The Internationalist Trendsetters is written by Deborah Malone, founder of The Internationalist.

Declining mall traffic, competition from direct-to-consumer brands, and concerns about transparency in managing customer data were just a few factors in 2018 that caused more marketers to think seriously about developing new brand growth strategies.

Leslie Zane, Founder of Triggers®, a growth catalyst company that helps Fortune 500 brands become the dominant and instinctive brand choice believes, "Every brand, whether a startup or an established household name, has untapped growth potential and the ability to become the automatic choice of more consumers." 

Together with Professor Michael Platt of the Wharton Neuroscience Initiative, Zane recently shared her principles for accelerating brand growth through Knowledge@Wharton, the school’s online business journal.  She also elaborated on some of those thoughts for The Internationalist.

"Every brand," she says, "has a host of interconnected associations-- an ecosystem of multi-dimensional, accumulated memories that dictate which brand you instinctively favor and purchase most often. The more positive associations your brand has, the healthier it is and the greater its growth."

According to Zane, brands that dominate and are growing in their categories have a myriad of positive associations. She and Professor Platt call this "constellation of brand associations" the Brand Connectome®, which is comprised of every accumulated memory a customer has of the brand-- both positive and negative. "Think of the brand as a tree planting its roots in customers’ subconscious," says Zane. "As the brand grows, it adds more associations and more branches to hold them. And as the branches take root in our memories, the tree spans more of the brain’s terrain." 

One of the most important implications of Zane and Platt’s work is that it challenges the long-accepted wisdom in marketing and advertising that a brand can only stand for one immovable concept in the mind. Zane maintains that such a narrow focus would actually make it harder for a brand to grow. In fact, brain imaging studies show that convergence of a myriad of positive associations among subjects is a strong predictor of business growth. The more similar and positive a Brand Connectome® is amongst prospective customers, the more likely they are to recall it-- a key component of brand equity and major driver of purchase.

Raw data »
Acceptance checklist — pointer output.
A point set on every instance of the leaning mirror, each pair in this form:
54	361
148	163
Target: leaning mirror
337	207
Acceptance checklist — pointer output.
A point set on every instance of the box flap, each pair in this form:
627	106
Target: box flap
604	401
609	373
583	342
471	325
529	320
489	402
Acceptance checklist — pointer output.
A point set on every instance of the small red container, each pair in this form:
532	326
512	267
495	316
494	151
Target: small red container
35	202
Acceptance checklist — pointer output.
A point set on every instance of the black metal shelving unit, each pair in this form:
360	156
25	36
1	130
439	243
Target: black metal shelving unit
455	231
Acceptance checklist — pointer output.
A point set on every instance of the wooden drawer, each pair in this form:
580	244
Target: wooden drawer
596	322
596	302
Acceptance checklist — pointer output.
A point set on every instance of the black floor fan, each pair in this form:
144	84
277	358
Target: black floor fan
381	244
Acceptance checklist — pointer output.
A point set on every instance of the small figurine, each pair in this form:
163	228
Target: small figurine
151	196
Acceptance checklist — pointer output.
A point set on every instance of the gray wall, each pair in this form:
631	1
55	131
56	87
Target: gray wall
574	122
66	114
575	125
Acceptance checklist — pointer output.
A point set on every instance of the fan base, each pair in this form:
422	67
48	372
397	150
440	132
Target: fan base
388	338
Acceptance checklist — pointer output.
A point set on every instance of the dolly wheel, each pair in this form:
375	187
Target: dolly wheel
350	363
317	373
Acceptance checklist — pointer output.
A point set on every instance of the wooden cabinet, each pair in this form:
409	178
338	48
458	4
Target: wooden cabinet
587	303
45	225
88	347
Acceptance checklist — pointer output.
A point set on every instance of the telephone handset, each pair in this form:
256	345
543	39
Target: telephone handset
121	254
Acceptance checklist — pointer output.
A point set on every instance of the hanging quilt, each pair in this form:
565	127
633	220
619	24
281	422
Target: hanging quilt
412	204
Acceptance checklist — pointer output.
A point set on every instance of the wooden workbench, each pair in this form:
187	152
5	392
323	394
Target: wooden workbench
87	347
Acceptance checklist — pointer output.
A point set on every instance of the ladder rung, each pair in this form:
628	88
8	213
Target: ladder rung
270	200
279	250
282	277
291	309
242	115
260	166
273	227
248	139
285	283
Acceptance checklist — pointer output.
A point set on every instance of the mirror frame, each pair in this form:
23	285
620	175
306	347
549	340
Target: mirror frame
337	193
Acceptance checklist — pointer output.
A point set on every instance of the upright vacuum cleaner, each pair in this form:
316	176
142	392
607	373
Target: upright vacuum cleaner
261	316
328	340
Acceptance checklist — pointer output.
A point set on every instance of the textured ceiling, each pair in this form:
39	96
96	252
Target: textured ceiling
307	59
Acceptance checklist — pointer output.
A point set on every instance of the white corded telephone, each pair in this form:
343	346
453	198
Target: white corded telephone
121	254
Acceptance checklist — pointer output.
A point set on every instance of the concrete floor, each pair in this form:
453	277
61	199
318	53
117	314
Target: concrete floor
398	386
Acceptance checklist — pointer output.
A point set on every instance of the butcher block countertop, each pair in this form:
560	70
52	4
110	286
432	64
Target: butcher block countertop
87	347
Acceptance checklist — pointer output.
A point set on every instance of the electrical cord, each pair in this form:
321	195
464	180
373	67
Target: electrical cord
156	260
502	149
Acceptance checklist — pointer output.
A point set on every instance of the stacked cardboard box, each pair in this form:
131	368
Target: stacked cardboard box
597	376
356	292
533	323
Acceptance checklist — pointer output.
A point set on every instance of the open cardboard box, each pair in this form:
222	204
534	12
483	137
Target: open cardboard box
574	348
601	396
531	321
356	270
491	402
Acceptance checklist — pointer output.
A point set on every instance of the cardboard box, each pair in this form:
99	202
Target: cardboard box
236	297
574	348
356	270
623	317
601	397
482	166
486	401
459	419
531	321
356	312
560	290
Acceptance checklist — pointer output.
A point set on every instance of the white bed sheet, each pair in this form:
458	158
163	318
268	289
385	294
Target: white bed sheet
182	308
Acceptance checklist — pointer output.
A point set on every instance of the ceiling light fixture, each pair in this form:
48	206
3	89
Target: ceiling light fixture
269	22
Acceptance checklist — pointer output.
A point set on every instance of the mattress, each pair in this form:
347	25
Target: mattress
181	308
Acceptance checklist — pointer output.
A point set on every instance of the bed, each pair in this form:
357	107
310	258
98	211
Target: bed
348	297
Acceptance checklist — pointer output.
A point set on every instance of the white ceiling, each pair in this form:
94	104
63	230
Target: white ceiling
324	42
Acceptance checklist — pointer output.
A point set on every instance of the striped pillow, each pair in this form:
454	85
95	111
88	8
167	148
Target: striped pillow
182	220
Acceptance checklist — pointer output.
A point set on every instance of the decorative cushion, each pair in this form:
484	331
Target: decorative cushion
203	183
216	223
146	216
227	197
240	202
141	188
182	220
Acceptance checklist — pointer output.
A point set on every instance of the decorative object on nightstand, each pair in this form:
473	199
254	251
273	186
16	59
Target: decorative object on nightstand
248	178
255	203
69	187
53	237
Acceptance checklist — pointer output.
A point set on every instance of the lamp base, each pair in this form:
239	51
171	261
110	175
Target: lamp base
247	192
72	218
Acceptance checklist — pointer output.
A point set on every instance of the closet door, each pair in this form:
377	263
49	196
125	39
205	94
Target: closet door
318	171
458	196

Given task »
In the brand growth article, rewrite the part that opens with "The Internationalist Trendsetters" and closes with "brand growth strategies.", substituting "advertisers" for "marketers". The items have no connection to the text.

Response to this task »
The Internationalist Trendsetters is written by Deborah Malone, founder of The Internationalist.

Declining mall traffic, competition from direct-to-consumer brands, and concerns about transparency in managing customer data were just a few factors in 2018 that caused more advertisers to think seriously about developing new brand growth strategies.